→ Trecho do documento
A primeira nota a ressaltar sobre Priscilla é o quanto o filme tem a marca, o selo Sofia Coppola. Tanto o uso constante dos planos detalhes quanto os movimentos de câmera, além de recursos musicais muito característicos da diretora, estão presentes em Priscilla.

Sofia Coppola dedica o seu filme inteiramente a sua personagem e a delimita em suas emoções contidas, com planos executados com precisão milimétrica. Coppola mostra-se hábil no exercício de sua mise-en-scène, construindo uma personagem sólida cena a cena e demonstrando o quanto a câmera tem o poder de posiciona-la perante ao mundo. 

Uma das grandes sacadas de Sofia Coppola é  situar Priscilla Presley (Cailee Spaeny) dentro de um universo glamouroso e aprisionante. Na verdade, a diretora desconstrói em menos de duas horas a vida glamourosa da menina que como tantas sonhavam em casar com o maior nome do pop mundial, o cantor Elvis Presley. 

Algo que incomoda em Priscilla é a atuação apática de Jacob Elordi como Elvis. Talvez essa devia ser a intenção de Coppola, mostrar um personagem insosso e frio. E isso se reafirma quando a diretora opta por não inserir canções de Elvis na trilha musical, apenas nas aparições de shows ao vivo do astro.  

O machismo de Elvis é duramente retratado pela diretora, que não o poupa, inclusive enfatizando o quanto esse comportamento seria crucial para o futuro do casal. Para Coppola, Elvis tinha Priscilla como uma bonequinha de luxo, a qual ele manipulava como bem entendia. A relação deles se desenvolve entre um misto de amizade e maternidade. A mãe de Elvis morreu cedo e o cantor tinha uma nítida carência afetiva, tanto que o casal ficou anos sem fazer sexo, e não porque Priscilla assim o quisesse, mas exatamente por Elvis negar a ela o ato mais íntimo. 

Havia um nível considerável de toxidade nessa relação entre Priscilla e Elvis, já que no contexto dela o cantor não deixava de acumular diversas amantes para o seu currículo, enquanto Priscilla vivia trancafiada como uma prisioneira da família Presley na mansão Graceland. Sofia Coppola não mostra o que Elvis fazia quando estava sem Priscilla, ou melhor, apenas se utiliza de revistas e jornais para falar de seus supostos casos amorosos. Por isso, o filme também é sobre uma paixão de Priscilla, que vai lentamente desmoronando. Sofia retrata Priscilla, mas ao mesmo tempo oferece um distanciamento, o que nos passa a impressão do quanto ela deixou de viver para ser um brinquedinho na mão do astro pop. 

Priscilla pode até não ser um dos trabalhos mais expressivos de Sofia Coppola, mas é um retrato cinematográfico honesto, retratado com o devido distanciamento, afinal a maior preocupação da diretora era desconstruir o glamour na qual a vida de sua protagonista normalmente é mostrada. Priscilla é um filme afetivo, sóbrio e repleto de sororidade, realizado por uma mulher para outra mulher.

→ Dados registrados
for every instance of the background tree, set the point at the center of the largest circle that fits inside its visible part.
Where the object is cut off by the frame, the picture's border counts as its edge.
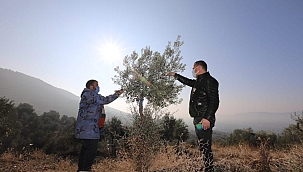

→ Instruções do exercício
Copie o trecho da crítica que começa com as palavras "A primeira nota" e termina com "presentes em Priscilla.", trocando "diretora" por "cineasta".

→ Resposta
A primeira nota a ressaltar sobre Priscilla é o quanto o filme tem a marca, o selo Sofia Coppola. Tanto o uso constante dos planos detalhes quanto os movimentos de câmera, além de recursos musicais muito característicos da cineasta, estão presentes em Priscilla.